▸ INSTRUCTIONS TO FOLLOW
Check each statement against the account of the rink's compressor room below. Answer yes or no, and quote the words from the account that decide it.
1. The floor sank the most under the ammonia tank.
2. The mechanics thought the existing floor could be left in place.
3. The cement company drilled holes in the floor of the compressor room to pump in grout.

▸ SUPPLIED PASSAGE
--------------------

The mechanics came to do their pre-season check of the rink's compressor room today. One of them leaned up against the giant ammonia tank, and it moved. He must have jumped pretty high. That tank sits in a heavy steel cribbing, and it weighs quite a few tons. The mechanics looked up at the ceiling and saw that the tank was hanging from the brine pipes that lead into the tank, and actually swaying an inch or two above the cribbing. A look at the floor showed why: the floor had sunk. All around the edges of the room, where the wall used to meet the floor, there was an extra one to two inches of unpainted block, That’s where the floor pulled away as it sank. The worst sinking was under the ammonia tank, where the floor was about three inches lower than it had been.
The mechanics raised the alarm.
CSBI coming to check gas lines, building closed to all outside events. The CIMCO compressor company came to drain the ammonia from the tank yesterday, and more city staff came to inspect the situation. The mechanics were saying that the compressors ought to be removed, the floor broken up, and a new floor laid with stable footings and properly compressed earth. Then the machinery can be reassembled and the rink can open. It sounded as though this might take three or four weeks of concentrated work. But it will cost a lot of money no one has budgeted for. So there was lots of talk, but nobody wants to make such an expensive decision.
This morning there was a big cement truck outside the rink house, with six-inch PVC pipes running into the compressor room. Lots of people in hard hats. Somebody wanted to try a cheaper solution, so they got a cement company to come and drill some holes in the floor of the compressor room and they were pumping grout under the floor in there. Lots of grout went in – there must have been a lot of empty space underneath the floor.

--------------------

▸ DATA
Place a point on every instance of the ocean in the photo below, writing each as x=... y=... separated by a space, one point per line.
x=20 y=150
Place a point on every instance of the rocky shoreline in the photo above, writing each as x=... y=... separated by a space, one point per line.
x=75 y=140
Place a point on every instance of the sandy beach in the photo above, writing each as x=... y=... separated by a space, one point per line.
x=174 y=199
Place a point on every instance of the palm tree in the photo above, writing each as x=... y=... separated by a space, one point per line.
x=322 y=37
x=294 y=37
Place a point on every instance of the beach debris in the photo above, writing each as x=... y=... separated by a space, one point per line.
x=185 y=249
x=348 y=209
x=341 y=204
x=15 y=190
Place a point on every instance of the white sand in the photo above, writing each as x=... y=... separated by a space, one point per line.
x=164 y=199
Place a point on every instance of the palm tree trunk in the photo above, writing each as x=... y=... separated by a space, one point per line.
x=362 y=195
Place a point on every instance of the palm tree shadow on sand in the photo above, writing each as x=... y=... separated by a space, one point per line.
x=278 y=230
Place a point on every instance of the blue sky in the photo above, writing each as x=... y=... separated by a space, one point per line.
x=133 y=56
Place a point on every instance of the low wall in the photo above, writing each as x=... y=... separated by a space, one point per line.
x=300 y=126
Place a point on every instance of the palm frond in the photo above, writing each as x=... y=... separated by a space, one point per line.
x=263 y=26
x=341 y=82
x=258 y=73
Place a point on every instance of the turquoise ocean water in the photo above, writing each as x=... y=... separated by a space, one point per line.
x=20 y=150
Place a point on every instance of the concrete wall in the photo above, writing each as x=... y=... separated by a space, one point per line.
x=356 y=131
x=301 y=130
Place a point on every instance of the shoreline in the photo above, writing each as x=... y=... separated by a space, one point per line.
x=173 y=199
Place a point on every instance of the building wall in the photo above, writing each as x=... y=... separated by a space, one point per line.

--------------------

▸ OUTPUT BELOW
1. Yes: "The worst sinking was under the ammonia tank, where the floor was about three inches lower than it had been."
2. No: "The mechanics were saying that the compressors ought to be removed, the floor broken up, and a new floor laid with stable footings and properly compressed earth."
3. Yes: "they got a cement company to come and drill some holes in the floor of the compressor room and they were pumping grout under the floor in there."